Pick out every line of the listing below that contains the string "navy", and copy each such line in full.

# Records for this exercise:
····················

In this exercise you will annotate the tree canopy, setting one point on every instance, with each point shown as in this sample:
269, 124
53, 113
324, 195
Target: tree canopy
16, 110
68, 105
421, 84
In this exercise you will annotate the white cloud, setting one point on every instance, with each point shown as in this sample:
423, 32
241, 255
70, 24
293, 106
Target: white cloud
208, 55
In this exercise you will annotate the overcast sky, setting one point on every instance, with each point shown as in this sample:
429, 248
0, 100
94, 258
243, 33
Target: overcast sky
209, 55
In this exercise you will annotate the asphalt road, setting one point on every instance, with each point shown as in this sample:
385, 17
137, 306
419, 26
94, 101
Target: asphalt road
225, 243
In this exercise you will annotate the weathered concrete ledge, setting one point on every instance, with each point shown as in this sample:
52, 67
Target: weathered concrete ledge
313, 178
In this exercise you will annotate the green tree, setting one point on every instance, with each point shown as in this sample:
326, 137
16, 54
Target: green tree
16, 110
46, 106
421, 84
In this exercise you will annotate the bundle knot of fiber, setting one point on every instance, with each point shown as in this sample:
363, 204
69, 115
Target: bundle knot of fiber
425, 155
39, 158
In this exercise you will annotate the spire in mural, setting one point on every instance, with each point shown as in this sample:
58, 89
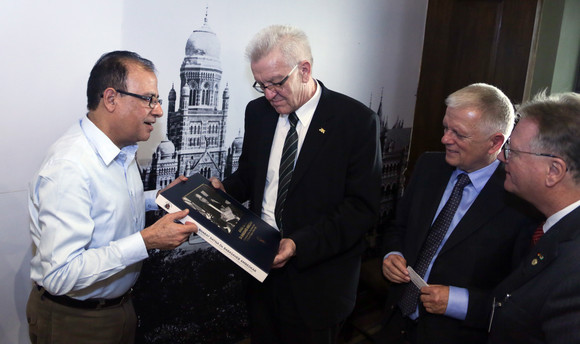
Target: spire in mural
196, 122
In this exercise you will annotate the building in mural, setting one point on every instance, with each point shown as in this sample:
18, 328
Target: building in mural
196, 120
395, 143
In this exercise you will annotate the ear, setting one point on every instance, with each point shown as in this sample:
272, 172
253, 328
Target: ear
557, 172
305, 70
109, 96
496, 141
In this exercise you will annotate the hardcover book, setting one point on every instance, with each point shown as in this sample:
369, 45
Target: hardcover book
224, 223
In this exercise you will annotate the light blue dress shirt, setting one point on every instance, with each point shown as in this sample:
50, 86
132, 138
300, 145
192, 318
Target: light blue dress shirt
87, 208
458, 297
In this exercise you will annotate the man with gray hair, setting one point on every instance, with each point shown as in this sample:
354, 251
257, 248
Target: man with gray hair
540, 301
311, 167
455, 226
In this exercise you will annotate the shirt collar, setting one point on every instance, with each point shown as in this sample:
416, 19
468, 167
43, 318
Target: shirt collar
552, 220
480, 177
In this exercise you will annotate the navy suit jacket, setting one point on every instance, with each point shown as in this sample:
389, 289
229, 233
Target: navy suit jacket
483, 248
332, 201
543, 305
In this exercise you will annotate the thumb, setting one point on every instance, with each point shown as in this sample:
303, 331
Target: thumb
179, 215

····················

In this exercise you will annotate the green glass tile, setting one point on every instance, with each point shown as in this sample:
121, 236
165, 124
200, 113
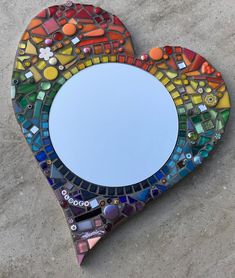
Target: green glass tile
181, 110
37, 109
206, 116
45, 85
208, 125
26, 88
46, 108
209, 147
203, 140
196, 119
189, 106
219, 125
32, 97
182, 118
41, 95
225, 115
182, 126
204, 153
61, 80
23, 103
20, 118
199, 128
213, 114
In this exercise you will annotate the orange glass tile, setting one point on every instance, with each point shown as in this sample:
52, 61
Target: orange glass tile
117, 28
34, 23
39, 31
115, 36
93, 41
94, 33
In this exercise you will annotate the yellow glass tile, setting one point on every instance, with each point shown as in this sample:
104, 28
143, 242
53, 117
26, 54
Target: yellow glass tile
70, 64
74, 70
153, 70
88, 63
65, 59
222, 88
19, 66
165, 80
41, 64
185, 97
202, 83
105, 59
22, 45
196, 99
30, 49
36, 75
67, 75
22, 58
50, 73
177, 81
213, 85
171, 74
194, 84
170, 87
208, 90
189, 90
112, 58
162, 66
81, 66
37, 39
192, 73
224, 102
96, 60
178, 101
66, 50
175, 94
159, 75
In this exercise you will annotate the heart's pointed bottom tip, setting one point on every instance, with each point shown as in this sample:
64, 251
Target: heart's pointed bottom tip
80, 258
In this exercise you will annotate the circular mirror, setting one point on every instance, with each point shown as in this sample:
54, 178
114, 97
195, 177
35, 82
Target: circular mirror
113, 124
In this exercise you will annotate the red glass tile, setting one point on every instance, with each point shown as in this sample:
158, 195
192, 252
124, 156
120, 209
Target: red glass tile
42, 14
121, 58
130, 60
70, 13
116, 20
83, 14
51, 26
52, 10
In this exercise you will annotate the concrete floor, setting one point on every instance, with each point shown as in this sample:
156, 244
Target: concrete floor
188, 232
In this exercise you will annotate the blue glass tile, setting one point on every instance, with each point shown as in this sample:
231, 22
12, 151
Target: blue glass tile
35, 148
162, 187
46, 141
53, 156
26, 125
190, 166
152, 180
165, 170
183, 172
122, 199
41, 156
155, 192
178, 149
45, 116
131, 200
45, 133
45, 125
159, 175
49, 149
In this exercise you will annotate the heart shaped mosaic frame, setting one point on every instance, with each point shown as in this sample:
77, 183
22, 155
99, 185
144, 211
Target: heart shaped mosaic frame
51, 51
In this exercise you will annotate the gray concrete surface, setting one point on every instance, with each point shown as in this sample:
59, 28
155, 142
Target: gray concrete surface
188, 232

····················

# Written solution:
In this exercise you will annotate the navy suit jacket, setting one point on every instance, with each point shown as in this sample:
Target: navy suit jacket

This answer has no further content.